GIVEN REQUEST: Transcribe the records below exactly.

PROVIDED DATA:
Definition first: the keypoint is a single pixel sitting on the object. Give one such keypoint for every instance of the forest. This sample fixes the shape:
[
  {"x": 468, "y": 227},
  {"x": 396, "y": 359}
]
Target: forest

ANSWER TO THIS EXERCISE:
Definition first: the keypoint is a single pixel sitting on the object. Give one such keypoint for every instance of the forest. This sample fixes the shape:
[
  {"x": 468, "y": 227},
  {"x": 396, "y": 359}
]
Target: forest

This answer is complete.